* [Passage given]
(begin)

Exploring the THREDDS catalog with Unidata's Siphon

Siphon is a Python module for accessing data hosted on a THREDDS data server. Siphon works by parsing the catalog XML and exposing it with higher level functions.

In this notebook we will explore data available on the Central & Northern California Ocean Observing System (CeNCOOS) THREDDS. The cell below extracts the catalog information



In [1]:

    
from siphon.catalog import TDSCatalog

catalog = TDSCatalog("https://thredds.cencoos.org/thredds/catalog.xml")


info = """
Catalog information
-------------------

Base THREDDS URL: {}
Catalog name: {}
Catalog URL: {}
Metadata: {}
""".format(
    catalog.base_tds_url, catalog.catalog_name, catalog.catalog_url, catalog.metadata
)

print(info)









    



Catalog information
-------------------

Base THREDDS URL: https://thredds.cencoos.org
Catalog name: CeNCOOS
Catalog URL: https://thredds.cencoos.org/thredds/catalog.xml
Metadata: {}

Unfortunately this catalog has no metadata. So let's check what kind of services are available.



In [2]:

    
for service in catalog.services:
    print(service.name)









    



all
allandsos
wms

And what datasets are there?



In [3]:

    
print("\n".join(catalog.datasets.keys()))









    



California Coastal Regional Ocean Modeling System (ROMS) Nowcast
California Coastal Regional Ocean Modeling System (ROMS) Forecast
Monterey Bay (MB) Regional Ocean Modeling System (ROMS) Nowcast
Monterey Bay (MB) Regional Ocean Modeling System (ROMS) Forecast
Southern California Bight (SCB) Regional Ocean Modeling System (ROMS) Nowcast
UCSC California Current System Model
HAB Cellular Domoic Acid Forecast
HAB Cellular Domoic Acid Nowcast
HAB Particulate Domoic Acid Forecast
HAB Particulate Domoic Acid Nowcast
HAB Pseudo Nitzschia Forecast
HAB Pseudo Nitzschia Nowcast
Coupled Ocean/Atmosphere Mesoscale Prediction System (COAMPS) Relative Humidity
Coupled Ocean/Atmosphere Mesoscale Prediction System (COAMPS) Total Precipitation
Coupled Ocean/Atmosphere Mesoscale Prediction System (COAMPS) Visibility
Coupled Ocean/Atmosphere Mesoscale Prediction System (COAMPS) Wind 10 m
Coupled Ocean/Atmosphere Mesoscale Prediction System (COAMPS) Air Temp 2 m
Coupled Ocean/Atmosphere Mesoscale Prediction System (COAMPS) Cloud Base
Coupled Ocean/Atmosphere Mesoscale Prediction System (COAMPS) Ground and Sea Temp
Coupled Ocean/Atmosphere Mesoscale Prediction System (COAMPS) Pressure Reduce to MSL
Coupled Ocean/Atmosphere Mesoscale Prediction System (COAMPS) Net Short-wave Radiation Surface
Coupled Ocean/Atmosphere Mesoscale Prediction System (COAMPS) IR Heat Flux
Coupled Ocean/Atmosphere Mesoscale Prediction System (COAMPS) Monthly Averaged Winds
Coupled Ocean/Atmosphere Mesoscale Prediction System (COAMPS) Wind 10 m (Historical)

(end)

* [Supplied material]

(begin)

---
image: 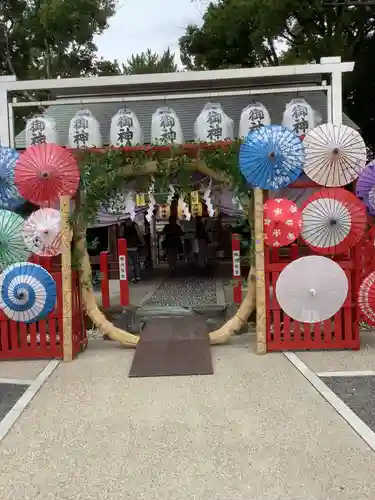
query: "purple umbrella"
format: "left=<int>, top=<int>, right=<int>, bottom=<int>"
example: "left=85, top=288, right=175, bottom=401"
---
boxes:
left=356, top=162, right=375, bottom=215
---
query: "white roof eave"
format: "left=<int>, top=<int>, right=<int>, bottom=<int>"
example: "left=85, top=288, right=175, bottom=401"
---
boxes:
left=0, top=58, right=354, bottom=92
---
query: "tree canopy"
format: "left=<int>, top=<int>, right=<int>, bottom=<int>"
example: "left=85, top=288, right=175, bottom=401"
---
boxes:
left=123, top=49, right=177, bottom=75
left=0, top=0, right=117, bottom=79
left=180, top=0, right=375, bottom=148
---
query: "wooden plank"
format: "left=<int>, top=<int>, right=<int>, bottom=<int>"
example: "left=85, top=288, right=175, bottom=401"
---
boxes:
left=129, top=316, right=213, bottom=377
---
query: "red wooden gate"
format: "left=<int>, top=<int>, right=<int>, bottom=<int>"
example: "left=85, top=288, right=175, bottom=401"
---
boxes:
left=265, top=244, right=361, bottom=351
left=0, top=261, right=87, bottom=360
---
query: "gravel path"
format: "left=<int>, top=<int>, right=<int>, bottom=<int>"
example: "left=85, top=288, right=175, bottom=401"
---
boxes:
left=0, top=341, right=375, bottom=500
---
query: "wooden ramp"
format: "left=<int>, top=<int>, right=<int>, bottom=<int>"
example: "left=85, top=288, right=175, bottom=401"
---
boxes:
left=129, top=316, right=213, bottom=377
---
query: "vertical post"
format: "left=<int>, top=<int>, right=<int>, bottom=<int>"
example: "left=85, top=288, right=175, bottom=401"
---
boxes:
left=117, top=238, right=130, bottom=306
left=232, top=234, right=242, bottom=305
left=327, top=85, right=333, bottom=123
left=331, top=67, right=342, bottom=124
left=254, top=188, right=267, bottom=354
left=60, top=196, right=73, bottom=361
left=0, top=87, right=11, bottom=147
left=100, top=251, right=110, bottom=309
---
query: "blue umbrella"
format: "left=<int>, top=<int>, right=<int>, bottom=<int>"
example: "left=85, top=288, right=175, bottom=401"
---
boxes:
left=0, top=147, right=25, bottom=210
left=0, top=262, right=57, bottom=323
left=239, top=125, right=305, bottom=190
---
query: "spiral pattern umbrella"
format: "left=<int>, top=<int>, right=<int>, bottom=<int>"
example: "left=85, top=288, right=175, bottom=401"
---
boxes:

(end)

* [Task requirements]
Answer these questions about the Siphon notebook, one per line:
(a) How does Siphon work?
(b) What catalog name does the printed catalog information show?
(c) Which services are printed for the catalog?

* [Result]
(a) It parses the catalog XML and exposes it with higher level functions.
(b) CeNCOOS
(c) all, allandsos, and wms